─── PAGE EXCERPT

# Collegiate Dressage saddles??



## Skyseternalangel (Jul 23, 2011)

Tabitha Fawn said:


> I'd be buying it from someone online and the seller told me if it doesn't fit my horse I can send it back so that's not a problem.


Make sure she's/he's serious!

I own a Collegiate Dressage saddle. I love mine, it's comfy to me, but then again that's the only dressage saddle I've ever been in.

As long as you like it, that's what matters.


----------



## With Grace (Oct 20, 2011)

the dressage saddle at my barn for the lesson horses is the Collegiate. It's quite comfy and honestly fits every horse in the barn. I liked it so much that when looking for an A/P saddle I went with Collegiate knowing it would wear like iron and fit many horses. A girl at my barn with a Morab uses it to show in, thats how versatile they are!


----------



## mildot (Oct 18, 2011)

──────
─── DATA SHOWN

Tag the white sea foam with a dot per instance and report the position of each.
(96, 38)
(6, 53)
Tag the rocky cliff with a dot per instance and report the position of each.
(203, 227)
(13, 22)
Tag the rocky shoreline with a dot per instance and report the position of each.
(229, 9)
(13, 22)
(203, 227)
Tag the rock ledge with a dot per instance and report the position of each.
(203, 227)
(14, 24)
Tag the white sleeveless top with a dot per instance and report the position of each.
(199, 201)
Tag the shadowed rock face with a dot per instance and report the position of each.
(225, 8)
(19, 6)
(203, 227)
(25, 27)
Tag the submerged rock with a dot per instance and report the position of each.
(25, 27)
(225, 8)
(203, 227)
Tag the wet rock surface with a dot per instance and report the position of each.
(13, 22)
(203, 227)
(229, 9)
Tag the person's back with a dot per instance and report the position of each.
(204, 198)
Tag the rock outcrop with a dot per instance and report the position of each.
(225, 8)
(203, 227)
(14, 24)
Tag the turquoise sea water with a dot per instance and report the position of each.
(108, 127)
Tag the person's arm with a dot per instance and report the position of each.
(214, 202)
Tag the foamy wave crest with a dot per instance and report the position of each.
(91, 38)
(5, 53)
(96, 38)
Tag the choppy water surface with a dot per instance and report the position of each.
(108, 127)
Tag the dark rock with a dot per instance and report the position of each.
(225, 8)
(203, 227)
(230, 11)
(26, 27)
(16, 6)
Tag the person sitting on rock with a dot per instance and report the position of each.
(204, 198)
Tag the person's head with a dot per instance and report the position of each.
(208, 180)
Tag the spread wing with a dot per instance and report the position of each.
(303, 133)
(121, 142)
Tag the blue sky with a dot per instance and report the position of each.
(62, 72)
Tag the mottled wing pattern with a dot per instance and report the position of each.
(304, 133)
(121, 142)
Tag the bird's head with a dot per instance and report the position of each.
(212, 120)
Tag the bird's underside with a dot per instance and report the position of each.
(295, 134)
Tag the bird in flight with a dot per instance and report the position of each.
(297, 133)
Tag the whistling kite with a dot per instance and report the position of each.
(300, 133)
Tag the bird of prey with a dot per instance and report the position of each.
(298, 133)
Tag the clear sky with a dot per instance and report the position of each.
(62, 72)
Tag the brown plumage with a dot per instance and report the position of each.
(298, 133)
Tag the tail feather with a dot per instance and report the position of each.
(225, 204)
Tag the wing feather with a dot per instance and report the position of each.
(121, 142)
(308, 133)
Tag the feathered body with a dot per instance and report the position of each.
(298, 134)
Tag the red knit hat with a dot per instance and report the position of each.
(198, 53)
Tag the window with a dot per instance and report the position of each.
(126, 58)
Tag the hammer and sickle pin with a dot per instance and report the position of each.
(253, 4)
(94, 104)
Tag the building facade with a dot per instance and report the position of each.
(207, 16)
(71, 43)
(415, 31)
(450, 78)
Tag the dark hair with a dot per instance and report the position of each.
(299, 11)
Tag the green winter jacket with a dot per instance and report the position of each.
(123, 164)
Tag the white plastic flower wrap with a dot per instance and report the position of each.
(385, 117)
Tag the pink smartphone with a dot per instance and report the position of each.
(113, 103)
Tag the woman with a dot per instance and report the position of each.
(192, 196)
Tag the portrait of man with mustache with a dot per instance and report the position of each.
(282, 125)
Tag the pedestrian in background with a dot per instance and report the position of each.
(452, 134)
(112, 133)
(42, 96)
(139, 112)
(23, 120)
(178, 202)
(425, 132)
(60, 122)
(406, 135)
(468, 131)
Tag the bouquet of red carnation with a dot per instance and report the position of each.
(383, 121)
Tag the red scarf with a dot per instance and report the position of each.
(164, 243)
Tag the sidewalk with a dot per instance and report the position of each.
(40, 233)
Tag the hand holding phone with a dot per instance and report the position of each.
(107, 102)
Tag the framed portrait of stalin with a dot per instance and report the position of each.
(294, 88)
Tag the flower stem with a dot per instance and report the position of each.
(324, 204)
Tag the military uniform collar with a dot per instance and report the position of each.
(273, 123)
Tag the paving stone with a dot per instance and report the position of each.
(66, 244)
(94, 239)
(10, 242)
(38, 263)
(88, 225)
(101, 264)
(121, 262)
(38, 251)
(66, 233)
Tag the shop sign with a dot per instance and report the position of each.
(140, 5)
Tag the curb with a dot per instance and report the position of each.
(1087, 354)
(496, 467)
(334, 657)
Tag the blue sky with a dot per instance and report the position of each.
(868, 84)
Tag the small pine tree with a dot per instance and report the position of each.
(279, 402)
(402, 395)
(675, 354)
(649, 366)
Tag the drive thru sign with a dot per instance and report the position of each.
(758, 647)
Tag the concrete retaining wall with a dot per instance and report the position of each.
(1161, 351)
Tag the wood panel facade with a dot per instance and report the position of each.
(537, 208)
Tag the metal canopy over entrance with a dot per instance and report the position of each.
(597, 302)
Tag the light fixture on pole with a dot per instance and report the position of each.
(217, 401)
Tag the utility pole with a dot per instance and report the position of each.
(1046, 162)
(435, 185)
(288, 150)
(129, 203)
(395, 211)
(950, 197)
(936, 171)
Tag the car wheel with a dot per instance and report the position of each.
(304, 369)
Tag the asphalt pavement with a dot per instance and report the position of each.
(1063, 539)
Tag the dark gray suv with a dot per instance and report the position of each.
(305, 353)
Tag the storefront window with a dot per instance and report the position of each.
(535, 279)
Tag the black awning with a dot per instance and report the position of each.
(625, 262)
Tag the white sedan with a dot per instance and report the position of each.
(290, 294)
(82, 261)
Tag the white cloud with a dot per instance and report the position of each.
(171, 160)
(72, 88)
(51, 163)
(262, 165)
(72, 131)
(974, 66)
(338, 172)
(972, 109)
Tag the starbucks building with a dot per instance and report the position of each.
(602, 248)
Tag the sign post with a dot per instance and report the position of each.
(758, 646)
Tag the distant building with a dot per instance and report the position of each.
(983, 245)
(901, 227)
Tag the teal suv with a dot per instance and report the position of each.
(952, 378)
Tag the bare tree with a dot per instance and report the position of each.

──────

> **EXERCISE TASK**
Please list every username that heads a post in the forum thread about Collegiate dressage saddles above, along with the date shown beside each.

> **RIGHT ANSWER**
Skyseternalangel (Jul 23, 2011)
With Grace (Oct 20, 2011)
mildot (Oct 18, 2011)